Records taken from a collection –
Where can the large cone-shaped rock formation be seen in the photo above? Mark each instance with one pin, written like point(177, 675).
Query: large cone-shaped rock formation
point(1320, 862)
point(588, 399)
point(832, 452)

YOUR OBJECTIVE – Return the listing above line for line, with no changes.

FINISHED ANSWER –
Where can the large cone-shaped rock formation be seen in the photo above? Mark each instance with one pin, written like point(177, 675).
Query: large cone-shaped rock formation
point(1320, 862)
point(588, 399)
point(832, 452)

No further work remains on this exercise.